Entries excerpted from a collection
▼▼▼
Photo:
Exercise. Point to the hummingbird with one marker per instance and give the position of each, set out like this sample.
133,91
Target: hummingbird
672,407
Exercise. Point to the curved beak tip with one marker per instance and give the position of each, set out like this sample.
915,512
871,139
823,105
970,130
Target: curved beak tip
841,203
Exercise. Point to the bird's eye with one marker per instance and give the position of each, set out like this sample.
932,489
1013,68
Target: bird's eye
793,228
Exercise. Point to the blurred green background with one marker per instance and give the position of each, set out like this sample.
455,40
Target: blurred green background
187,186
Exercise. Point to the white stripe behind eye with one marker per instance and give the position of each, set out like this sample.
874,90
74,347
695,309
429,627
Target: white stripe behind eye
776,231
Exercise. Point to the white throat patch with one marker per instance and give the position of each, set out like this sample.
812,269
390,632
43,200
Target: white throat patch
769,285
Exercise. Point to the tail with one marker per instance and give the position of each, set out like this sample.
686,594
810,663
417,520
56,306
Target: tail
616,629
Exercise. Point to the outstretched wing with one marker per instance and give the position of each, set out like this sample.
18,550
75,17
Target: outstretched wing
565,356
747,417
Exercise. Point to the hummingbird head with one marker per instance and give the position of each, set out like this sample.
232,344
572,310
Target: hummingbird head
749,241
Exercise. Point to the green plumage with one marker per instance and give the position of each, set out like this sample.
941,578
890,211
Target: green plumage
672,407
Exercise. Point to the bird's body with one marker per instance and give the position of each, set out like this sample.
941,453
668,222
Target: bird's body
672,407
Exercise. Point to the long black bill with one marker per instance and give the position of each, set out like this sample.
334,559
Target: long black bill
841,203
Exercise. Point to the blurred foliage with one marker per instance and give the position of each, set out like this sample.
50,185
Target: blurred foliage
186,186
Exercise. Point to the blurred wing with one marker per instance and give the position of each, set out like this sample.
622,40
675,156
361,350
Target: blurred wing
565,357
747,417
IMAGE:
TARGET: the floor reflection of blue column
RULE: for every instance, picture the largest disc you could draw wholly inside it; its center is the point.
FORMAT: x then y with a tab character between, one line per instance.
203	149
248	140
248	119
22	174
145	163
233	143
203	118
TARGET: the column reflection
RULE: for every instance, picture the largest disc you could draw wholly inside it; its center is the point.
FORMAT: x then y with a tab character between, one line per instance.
▲▲▲
§ PROBLEM STATEMENT: Lay out every line of the entries above as a Markdown table with the columns Row and Entry line. Give each line its row number and skip blank lines.

§ RESULT OF THIS TASK:
| Row | Entry line |
|---|---|
| 1 | Photo: |
| 2 | Exercise. Point to the hummingbird with one marker per instance and give the position of each, set out like this sample. |
| 3 | 133,91 |
| 4 | Target: hummingbird |
| 5 | 672,407 |
| 6 | Exercise. Point to the curved beak tip with one marker per instance and give the position of each, set out like this sample. |
| 7 | 915,512 |
| 8 | 871,139 |
| 9 | 823,105 |
| 10 | 970,130 |
| 11 | Target: curved beak tip |
| 12 | 841,203 |
| 13 | Exercise. Point to the bird's eye with one marker per instance and give the position of each, set out like this sample. |
| 14 | 932,489 |
| 15 | 1013,68 |
| 16 | Target: bird's eye |
| 17 | 793,228 |
| 18 | Exercise. Point to the blurred green background with one marker per instance and give the position of each, set out like this sample. |
| 19 | 455,40 |
| 20 | Target: blurred green background |
| 21 | 187,186 |
| 22 | Exercise. Point to the white stripe behind eye with one marker per instance and give the position of each, set out like this sample. |
| 23 | 874,90 |
| 24 | 74,347 |
| 25 | 695,309 |
| 26 | 429,627 |
| 27 | Target: white stripe behind eye |
| 28 | 776,231 |
| 29 | Exercise. Point to the white throat patch with one marker per instance and give the position of each, set out like this sample. |
| 30 | 812,269 |
| 31 | 390,632 |
| 32 | 43,200 |
| 33 | Target: white throat patch |
| 34 | 769,285 |
| 35 | Exercise. Point to the tail with one marker per instance and give the position of each, set out like this sample. |
| 36 | 686,594 |
| 37 | 810,663 |
| 38 | 417,520 |
| 39 | 56,306 |
| 40 | Target: tail |
| 41 | 616,629 |
| 42 | Exercise. Point to the outstretched wing with one marker per instance and give the position of each, set out like this sample. |
| 43 | 18,550 |
| 44 | 75,17 |
| 45 | Target: outstretched wing |
| 46 | 565,356 |
| 47 | 747,417 |
| 48 | Exercise. Point to the hummingbird head with one marker per instance and give the position of each, set out like this sample. |
| 49 | 232,344 |
| 50 | 572,310 |
| 51 | Target: hummingbird head |
| 52 | 749,241 |
| 53 | Exercise. Point to the green plumage with one marker per instance and give the position of each, set out like this sample. |
| 54 | 941,578 |
| 55 | 890,211 |
| 56 | Target: green plumage |
| 57 | 672,407 |
| 58 | Exercise. Point to the bird's body with one marker per instance and give the position of each, set out like this sample. |
| 59 | 941,453 |
| 60 | 668,222 |
| 61 | Target: bird's body |
| 62 | 672,407 |
| 63 | Exercise. Point to the long black bill with one marker per instance and give the position of each, set out like this sample. |
| 64 | 334,559 |
| 65 | Target: long black bill |
| 66 | 841,203 |
| 67 | Exercise. Point to the blurred foliage with one marker per instance and give the position of each, set out like this sample. |
| 68 | 50,185 |
| 69 | Target: blurred foliage |
| 70 | 186,186 |
| 71 | Exercise. Point to the blurred wing with one marker per instance and give the position of each, set out like this sample. |
| 72 | 622,40 |
| 73 | 675,156 |
| 74 | 361,350 |
| 75 | Target: blurred wing |
| 76 | 565,357 |
| 77 | 747,417 |
| 78 | IMAGE: |
| 79 | TARGET: the floor reflection of blue column |
| 80 | RULE: for every instance, picture the largest disc you could draw wholly inside it; its center is the point. |
| 81 | FORMAT: x then y with a tab character between, one line per instance. |
| 82 | 203	149 |
| 83 | 248	140 |
| 84 | 248	119 |
| 85 | 22	174 |
| 86 | 145	163 |
| 87 | 233	143 |
| 88 | 203	118 |
| 89 | TARGET: the column reflection |
| 90 | RULE: for every instance, picture the largest disc you could draw wholly inside it; its center is the point. |
| 91 | FORMAT: x then y with a tab character between, one line per instance. |